[Recorded data]
::::::::

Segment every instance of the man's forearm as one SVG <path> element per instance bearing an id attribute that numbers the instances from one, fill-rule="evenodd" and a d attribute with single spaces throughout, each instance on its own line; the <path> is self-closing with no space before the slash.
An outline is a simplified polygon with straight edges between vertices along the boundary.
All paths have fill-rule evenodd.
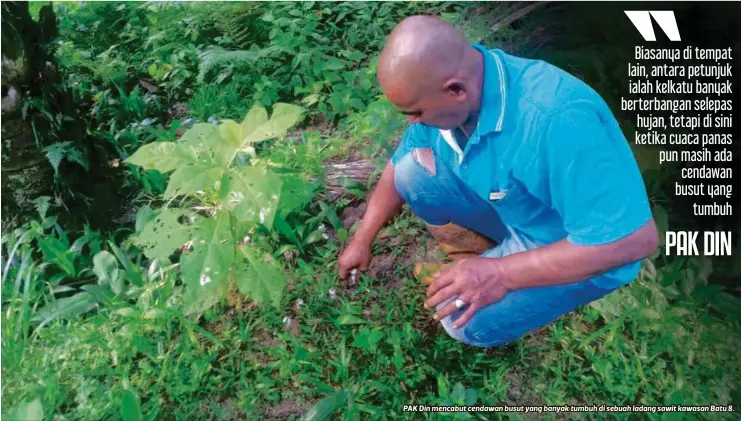
<path id="1" fill-rule="evenodd" d="M 545 247 L 492 259 L 510 290 L 568 284 L 582 281 L 609 269 L 643 259 L 657 247 L 653 220 L 635 233 L 610 244 L 577 246 L 561 240 Z"/>
<path id="2" fill-rule="evenodd" d="M 378 231 L 393 218 L 404 204 L 394 186 L 394 166 L 389 162 L 368 201 L 363 221 L 355 233 L 355 241 L 370 245 Z"/>

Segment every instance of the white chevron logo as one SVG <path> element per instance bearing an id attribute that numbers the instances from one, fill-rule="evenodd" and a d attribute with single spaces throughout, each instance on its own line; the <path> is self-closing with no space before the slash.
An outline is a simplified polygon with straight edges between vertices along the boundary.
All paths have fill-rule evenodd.
<path id="1" fill-rule="evenodd" d="M 638 29 L 643 39 L 646 41 L 656 41 L 656 34 L 654 34 L 654 27 L 651 24 L 651 16 L 654 17 L 656 23 L 664 31 L 669 40 L 681 41 L 679 38 L 679 28 L 677 28 L 677 20 L 674 18 L 674 12 L 671 10 L 625 10 L 625 14 L 633 22 L 633 26 Z"/>

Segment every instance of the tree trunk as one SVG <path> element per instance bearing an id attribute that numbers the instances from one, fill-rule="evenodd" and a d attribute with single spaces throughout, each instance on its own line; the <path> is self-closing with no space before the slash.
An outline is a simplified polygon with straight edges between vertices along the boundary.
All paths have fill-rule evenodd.
<path id="1" fill-rule="evenodd" d="M 3 90 L 5 85 L 3 85 Z M 32 200 L 51 196 L 53 171 L 36 148 L 33 130 L 20 116 L 2 115 L 2 229 L 13 229 L 35 213 Z"/>
<path id="2" fill-rule="evenodd" d="M 51 6 L 40 13 L 41 24 L 26 2 L 2 4 L 2 229 L 12 229 L 35 214 L 32 200 L 52 196 L 53 171 L 37 144 L 32 119 L 24 116 L 23 100 L 41 92 L 41 75 L 49 74 L 44 45 L 56 35 Z M 25 117 L 25 118 L 24 118 Z"/>

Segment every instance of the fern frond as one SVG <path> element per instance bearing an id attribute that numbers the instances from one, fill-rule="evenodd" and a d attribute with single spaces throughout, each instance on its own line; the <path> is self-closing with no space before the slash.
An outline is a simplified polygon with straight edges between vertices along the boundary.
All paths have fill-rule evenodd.
<path id="1" fill-rule="evenodd" d="M 262 30 L 265 25 L 260 21 L 260 16 L 266 7 L 261 3 L 231 3 L 228 13 L 220 14 L 215 19 L 216 28 L 226 37 L 232 40 L 237 48 L 247 48 L 263 40 L 255 39 L 266 34 Z"/>
<path id="2" fill-rule="evenodd" d="M 257 71 L 261 60 L 274 58 L 280 54 L 277 47 L 267 47 L 254 50 L 227 51 L 221 47 L 210 47 L 198 54 L 198 77 L 199 84 L 206 82 L 206 77 L 213 70 L 225 67 L 250 69 Z"/>

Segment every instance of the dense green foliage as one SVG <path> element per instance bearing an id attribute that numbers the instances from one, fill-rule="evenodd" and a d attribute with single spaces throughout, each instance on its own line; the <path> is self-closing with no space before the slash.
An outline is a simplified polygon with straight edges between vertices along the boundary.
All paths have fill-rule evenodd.
<path id="1" fill-rule="evenodd" d="M 409 213 L 374 245 L 380 269 L 337 280 L 337 254 L 357 227 L 342 211 L 370 181 L 347 183 L 337 199 L 323 176 L 327 162 L 348 157 L 382 168 L 404 129 L 375 80 L 375 56 L 403 17 L 439 14 L 471 40 L 544 54 L 608 102 L 619 89 L 587 53 L 545 51 L 535 26 L 547 13 L 491 31 L 513 7 L 32 3 L 29 44 L 18 31 L 23 21 L 32 33 L 23 7 L 4 3 L 3 51 L 33 48 L 37 65 L 49 61 L 40 79 L 7 82 L 22 93 L 8 116 L 28 125 L 24 151 L 53 182 L 3 219 L 3 419 L 436 419 L 402 405 L 741 404 L 741 306 L 712 282 L 719 268 L 708 259 L 657 253 L 628 287 L 486 351 L 455 342 L 423 310 L 409 264 L 427 237 Z M 4 146 L 4 167 L 21 160 L 16 146 Z M 644 170 L 651 197 L 666 203 L 666 175 Z M 681 219 L 658 203 L 665 231 Z"/>

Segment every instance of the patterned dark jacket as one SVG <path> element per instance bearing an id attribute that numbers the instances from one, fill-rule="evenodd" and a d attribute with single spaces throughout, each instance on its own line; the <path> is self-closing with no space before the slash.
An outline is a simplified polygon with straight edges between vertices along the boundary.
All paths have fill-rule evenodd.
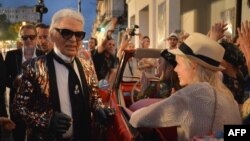
<path id="1" fill-rule="evenodd" d="M 14 99 L 14 110 L 28 125 L 28 136 L 39 136 L 39 140 L 47 140 L 46 134 L 48 134 L 50 119 L 54 112 L 60 112 L 53 53 L 52 51 L 24 63 L 23 73 L 16 80 L 18 87 Z M 92 93 L 92 86 L 96 86 L 97 77 L 91 61 L 82 58 L 75 58 L 75 61 L 79 69 L 87 107 L 83 108 L 88 119 L 84 121 L 87 139 L 90 135 L 91 110 L 94 109 L 93 103 L 97 102 L 96 94 Z"/>

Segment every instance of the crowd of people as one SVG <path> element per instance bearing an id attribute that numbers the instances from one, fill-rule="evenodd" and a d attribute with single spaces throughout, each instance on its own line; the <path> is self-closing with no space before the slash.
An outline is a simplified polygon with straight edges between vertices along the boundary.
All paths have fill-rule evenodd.
<path id="1" fill-rule="evenodd" d="M 91 37 L 85 49 L 84 25 L 77 11 L 59 10 L 49 26 L 21 26 L 19 47 L 0 56 L 0 125 L 14 141 L 91 140 L 91 113 L 100 104 L 93 88 L 101 80 L 112 86 L 123 51 L 135 45 L 126 29 L 116 47 L 115 18 L 102 42 Z M 124 73 L 142 78 L 142 94 L 150 91 L 149 74 L 164 85 L 162 101 L 132 113 L 133 127 L 180 126 L 178 139 L 189 140 L 250 123 L 250 22 L 238 28 L 235 43 L 223 39 L 225 31 L 221 22 L 207 35 L 173 32 L 161 58 L 129 60 Z M 139 48 L 150 48 L 150 38 L 138 35 Z"/>

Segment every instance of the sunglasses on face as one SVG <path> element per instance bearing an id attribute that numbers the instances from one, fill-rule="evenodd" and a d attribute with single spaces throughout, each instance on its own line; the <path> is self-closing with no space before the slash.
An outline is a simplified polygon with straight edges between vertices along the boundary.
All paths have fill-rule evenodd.
<path id="1" fill-rule="evenodd" d="M 23 35 L 21 38 L 23 41 L 27 41 L 28 39 L 33 41 L 36 38 L 36 35 Z"/>
<path id="2" fill-rule="evenodd" d="M 73 35 L 75 35 L 77 41 L 81 41 L 85 37 L 84 31 L 74 32 L 69 29 L 59 29 L 59 28 L 55 28 L 55 30 L 59 32 L 65 40 L 69 40 L 70 38 L 72 38 Z"/>

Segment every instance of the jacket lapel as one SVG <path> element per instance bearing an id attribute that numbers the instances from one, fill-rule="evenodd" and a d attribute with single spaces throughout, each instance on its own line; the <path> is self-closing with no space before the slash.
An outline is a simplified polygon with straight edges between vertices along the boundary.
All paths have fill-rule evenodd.
<path id="1" fill-rule="evenodd" d="M 77 57 L 75 58 L 75 61 L 77 64 L 78 71 L 80 73 L 80 77 L 81 77 L 83 96 L 86 99 L 86 102 L 89 103 L 89 87 L 88 87 L 88 84 L 86 81 L 85 73 L 84 73 L 83 68 L 82 68 L 83 66 Z"/>
<path id="2" fill-rule="evenodd" d="M 23 59 L 23 53 L 22 50 L 19 49 L 17 51 L 17 56 L 16 56 L 16 64 L 17 64 L 17 75 L 21 73 L 21 66 L 22 66 L 22 59 Z"/>

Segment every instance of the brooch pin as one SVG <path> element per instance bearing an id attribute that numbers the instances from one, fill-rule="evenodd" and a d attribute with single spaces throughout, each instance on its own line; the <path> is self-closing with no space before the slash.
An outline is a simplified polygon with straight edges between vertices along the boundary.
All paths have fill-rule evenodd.
<path id="1" fill-rule="evenodd" d="M 78 85 L 75 85 L 75 91 L 74 91 L 75 94 L 79 94 L 80 93 L 80 90 L 79 90 L 79 86 Z"/>

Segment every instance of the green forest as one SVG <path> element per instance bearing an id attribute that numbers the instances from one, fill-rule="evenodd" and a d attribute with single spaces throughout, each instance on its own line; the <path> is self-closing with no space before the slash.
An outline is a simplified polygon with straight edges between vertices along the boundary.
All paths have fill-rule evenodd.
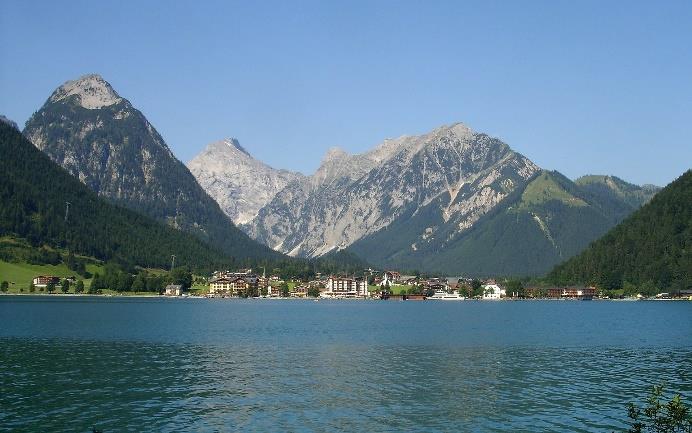
<path id="1" fill-rule="evenodd" d="M 548 279 L 643 294 L 692 288 L 692 171 L 584 252 L 555 267 Z"/>

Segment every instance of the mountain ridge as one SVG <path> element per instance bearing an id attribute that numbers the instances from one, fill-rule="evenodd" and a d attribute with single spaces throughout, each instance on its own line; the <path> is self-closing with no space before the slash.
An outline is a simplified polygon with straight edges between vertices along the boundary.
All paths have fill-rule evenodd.
<path id="1" fill-rule="evenodd" d="M 241 232 L 160 134 L 102 77 L 59 86 L 24 135 L 109 201 L 190 232 L 234 257 L 279 257 Z"/>
<path id="2" fill-rule="evenodd" d="M 443 219 L 463 229 L 537 169 L 501 141 L 455 123 L 362 154 L 330 151 L 314 175 L 290 184 L 242 227 L 289 255 L 314 257 L 446 195 Z"/>
<path id="3" fill-rule="evenodd" d="M 303 175 L 274 169 L 236 139 L 208 144 L 187 163 L 197 182 L 236 224 L 246 223 L 281 189 Z"/>
<path id="4" fill-rule="evenodd" d="M 543 196 L 544 192 L 547 195 Z M 422 267 L 448 275 L 542 275 L 634 209 L 622 201 L 582 190 L 559 172 L 541 170 L 442 248 L 432 246 L 420 251 L 425 248 L 420 243 L 415 250 L 408 248 L 415 233 L 425 225 L 418 222 L 421 218 L 411 218 L 387 229 L 398 233 L 396 241 L 383 230 L 348 250 L 375 265 Z M 447 236 L 448 232 L 440 235 Z"/>

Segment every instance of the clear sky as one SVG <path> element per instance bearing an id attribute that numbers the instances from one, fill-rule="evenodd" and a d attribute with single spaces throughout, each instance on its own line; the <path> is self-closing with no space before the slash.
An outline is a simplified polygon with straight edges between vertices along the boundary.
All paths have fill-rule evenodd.
<path id="1" fill-rule="evenodd" d="M 692 166 L 689 0 L 3 0 L 0 38 L 0 113 L 99 73 L 185 162 L 232 136 L 309 174 L 461 121 L 572 178 Z"/>

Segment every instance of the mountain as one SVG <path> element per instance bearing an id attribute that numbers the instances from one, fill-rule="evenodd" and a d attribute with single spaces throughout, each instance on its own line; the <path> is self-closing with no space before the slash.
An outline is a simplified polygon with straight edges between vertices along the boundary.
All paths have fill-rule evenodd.
<path id="1" fill-rule="evenodd" d="M 277 257 L 249 239 L 163 138 L 99 75 L 68 81 L 24 135 L 99 196 L 192 233 L 235 257 Z"/>
<path id="2" fill-rule="evenodd" d="M 209 144 L 187 166 L 236 224 L 251 221 L 286 185 L 303 177 L 258 161 L 232 138 Z"/>
<path id="3" fill-rule="evenodd" d="M 381 268 L 542 275 L 657 191 L 612 176 L 573 182 L 457 123 L 359 155 L 330 149 L 241 227 L 293 256 L 347 249 Z"/>
<path id="4" fill-rule="evenodd" d="M 574 182 L 603 199 L 619 199 L 634 208 L 639 208 L 661 189 L 654 185 L 633 185 L 618 177 L 603 175 L 582 176 Z"/>
<path id="5" fill-rule="evenodd" d="M 7 117 L 3 116 L 2 114 L 0 114 L 0 123 L 4 123 L 5 125 L 9 125 L 9 126 L 13 127 L 14 129 L 19 130 L 19 127 L 17 126 L 17 124 L 13 120 L 8 119 Z"/>
<path id="6" fill-rule="evenodd" d="M 500 140 L 457 123 L 360 155 L 331 149 L 314 175 L 294 179 L 244 229 L 295 256 L 344 249 L 378 231 L 387 234 L 376 249 L 444 248 L 538 170 Z"/>
<path id="7" fill-rule="evenodd" d="M 555 267 L 556 284 L 643 292 L 692 288 L 692 170 L 585 251 Z"/>
<path id="8" fill-rule="evenodd" d="M 4 123 L 0 155 L 0 236 L 144 267 L 168 268 L 171 254 L 193 268 L 227 262 L 190 234 L 106 202 Z"/>
<path id="9" fill-rule="evenodd" d="M 441 231 L 446 242 L 416 242 L 432 208 L 368 236 L 349 250 L 376 265 L 425 269 L 448 275 L 542 275 L 577 254 L 655 193 L 594 194 L 558 172 L 541 170 L 463 232 Z M 392 236 L 390 233 L 396 233 Z M 417 248 L 408 247 L 416 242 Z"/>

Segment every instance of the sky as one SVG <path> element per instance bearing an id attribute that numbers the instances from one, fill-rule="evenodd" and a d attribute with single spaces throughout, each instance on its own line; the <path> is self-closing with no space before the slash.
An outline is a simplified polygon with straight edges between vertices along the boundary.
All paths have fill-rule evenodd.
<path id="1" fill-rule="evenodd" d="M 571 178 L 692 166 L 690 1 L 0 1 L 0 114 L 99 73 L 184 162 L 236 137 L 313 173 L 334 146 L 463 122 Z"/>

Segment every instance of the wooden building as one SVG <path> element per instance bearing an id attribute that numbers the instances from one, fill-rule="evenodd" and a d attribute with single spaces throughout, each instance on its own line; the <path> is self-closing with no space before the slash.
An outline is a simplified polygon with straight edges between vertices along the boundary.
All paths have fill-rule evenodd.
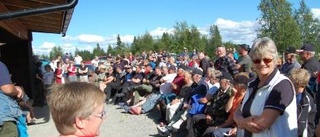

::::::::

YOUR TASK: Exact copy, pictures excluded: print only the lines from the line containing "Segment every instance of the wooden" through the end of the records.

EXPECTED ANSWER:
Segment every instance of the wooden building as one SVG <path> element per instance bearing an id attribute that numbers the instances from one, fill-rule="evenodd" and a d attribute with single spaces throughout, each instance on its own line; the <path> is self-closing with no space before the slash.
An outline is a simplified polygon with straight edges between vertices along the boundary.
All paths have fill-rule evenodd.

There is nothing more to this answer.